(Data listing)
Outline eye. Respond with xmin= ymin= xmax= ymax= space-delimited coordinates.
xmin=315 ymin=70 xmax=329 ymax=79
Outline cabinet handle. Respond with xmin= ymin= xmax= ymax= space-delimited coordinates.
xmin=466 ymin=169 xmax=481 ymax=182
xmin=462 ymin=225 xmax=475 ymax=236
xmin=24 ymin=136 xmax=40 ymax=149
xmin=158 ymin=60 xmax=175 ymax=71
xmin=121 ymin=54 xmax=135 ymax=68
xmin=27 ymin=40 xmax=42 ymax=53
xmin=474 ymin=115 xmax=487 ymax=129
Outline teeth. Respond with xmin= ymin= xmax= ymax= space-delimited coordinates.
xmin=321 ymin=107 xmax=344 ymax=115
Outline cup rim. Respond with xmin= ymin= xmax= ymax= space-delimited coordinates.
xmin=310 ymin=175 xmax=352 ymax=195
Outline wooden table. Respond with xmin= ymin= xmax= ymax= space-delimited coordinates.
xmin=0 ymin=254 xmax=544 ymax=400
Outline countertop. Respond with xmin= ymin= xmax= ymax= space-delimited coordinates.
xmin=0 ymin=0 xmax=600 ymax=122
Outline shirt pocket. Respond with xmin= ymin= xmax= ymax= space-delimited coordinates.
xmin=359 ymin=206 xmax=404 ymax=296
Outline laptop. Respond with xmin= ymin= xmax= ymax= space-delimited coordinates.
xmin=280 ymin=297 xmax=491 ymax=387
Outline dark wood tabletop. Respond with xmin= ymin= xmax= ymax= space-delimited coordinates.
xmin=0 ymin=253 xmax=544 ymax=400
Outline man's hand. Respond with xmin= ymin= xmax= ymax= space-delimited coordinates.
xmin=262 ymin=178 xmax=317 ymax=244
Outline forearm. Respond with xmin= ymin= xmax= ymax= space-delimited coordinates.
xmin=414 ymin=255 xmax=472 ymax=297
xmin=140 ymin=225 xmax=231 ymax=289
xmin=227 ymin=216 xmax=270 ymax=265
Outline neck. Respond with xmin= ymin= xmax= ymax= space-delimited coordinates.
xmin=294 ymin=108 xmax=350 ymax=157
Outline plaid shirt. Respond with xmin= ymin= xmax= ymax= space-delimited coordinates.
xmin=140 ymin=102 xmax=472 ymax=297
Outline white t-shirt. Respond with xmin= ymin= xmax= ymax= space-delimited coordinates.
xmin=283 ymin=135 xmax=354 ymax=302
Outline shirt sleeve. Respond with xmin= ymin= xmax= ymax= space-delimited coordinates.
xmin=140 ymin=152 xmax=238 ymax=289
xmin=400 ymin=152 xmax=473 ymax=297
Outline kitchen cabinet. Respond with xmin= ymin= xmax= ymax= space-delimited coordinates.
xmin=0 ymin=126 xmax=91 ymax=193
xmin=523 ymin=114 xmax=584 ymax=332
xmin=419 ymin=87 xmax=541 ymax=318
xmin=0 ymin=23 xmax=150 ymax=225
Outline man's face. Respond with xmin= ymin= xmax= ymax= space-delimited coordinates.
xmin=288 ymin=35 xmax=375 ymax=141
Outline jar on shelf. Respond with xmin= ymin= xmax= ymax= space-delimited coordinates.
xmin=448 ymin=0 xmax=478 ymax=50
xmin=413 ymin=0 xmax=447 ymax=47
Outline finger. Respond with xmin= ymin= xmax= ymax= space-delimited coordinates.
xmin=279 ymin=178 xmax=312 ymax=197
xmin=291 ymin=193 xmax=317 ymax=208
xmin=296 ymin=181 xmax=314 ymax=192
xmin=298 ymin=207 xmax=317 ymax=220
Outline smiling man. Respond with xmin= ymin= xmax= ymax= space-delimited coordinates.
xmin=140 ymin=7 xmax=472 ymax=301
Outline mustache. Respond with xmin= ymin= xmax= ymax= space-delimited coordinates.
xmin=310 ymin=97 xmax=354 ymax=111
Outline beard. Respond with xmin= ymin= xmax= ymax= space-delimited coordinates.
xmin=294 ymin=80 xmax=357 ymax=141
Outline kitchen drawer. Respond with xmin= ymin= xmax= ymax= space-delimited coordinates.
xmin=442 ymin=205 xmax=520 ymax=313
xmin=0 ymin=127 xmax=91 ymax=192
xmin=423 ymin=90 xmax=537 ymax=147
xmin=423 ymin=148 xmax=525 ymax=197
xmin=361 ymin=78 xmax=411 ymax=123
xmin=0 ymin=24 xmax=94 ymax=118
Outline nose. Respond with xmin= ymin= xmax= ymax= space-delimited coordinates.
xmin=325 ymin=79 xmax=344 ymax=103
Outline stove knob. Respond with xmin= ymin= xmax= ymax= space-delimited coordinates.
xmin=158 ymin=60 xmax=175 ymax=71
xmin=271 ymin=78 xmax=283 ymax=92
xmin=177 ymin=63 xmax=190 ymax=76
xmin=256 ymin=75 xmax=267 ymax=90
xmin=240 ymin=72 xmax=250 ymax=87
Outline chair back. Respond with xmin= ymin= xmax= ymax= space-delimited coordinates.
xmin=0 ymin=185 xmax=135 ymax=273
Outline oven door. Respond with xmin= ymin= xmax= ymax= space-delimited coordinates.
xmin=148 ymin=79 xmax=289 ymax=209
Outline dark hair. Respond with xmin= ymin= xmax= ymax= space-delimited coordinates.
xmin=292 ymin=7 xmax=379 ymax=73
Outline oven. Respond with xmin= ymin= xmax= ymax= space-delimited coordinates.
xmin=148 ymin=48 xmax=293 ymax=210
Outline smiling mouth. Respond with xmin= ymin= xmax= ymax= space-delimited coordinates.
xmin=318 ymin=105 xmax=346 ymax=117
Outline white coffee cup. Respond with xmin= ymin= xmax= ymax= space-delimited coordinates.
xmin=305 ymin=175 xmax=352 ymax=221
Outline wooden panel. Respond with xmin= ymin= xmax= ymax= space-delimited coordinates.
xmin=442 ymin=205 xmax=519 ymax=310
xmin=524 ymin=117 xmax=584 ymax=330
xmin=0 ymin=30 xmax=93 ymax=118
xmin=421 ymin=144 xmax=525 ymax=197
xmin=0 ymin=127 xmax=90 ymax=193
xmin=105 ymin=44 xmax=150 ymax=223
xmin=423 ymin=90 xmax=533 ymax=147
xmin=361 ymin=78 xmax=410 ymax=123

== The problem ==
Express the lines of the material above as a numbered list, starting at the line containing "Outline beard. Respond" and ending at the line containing "xmin=294 ymin=80 xmax=357 ymax=141", and leave out any blank lines.

== Answer to this exercise ==
1. Outline beard. Respond with xmin= ymin= xmax= ymax= space-delimited coordinates.
2. xmin=294 ymin=80 xmax=357 ymax=141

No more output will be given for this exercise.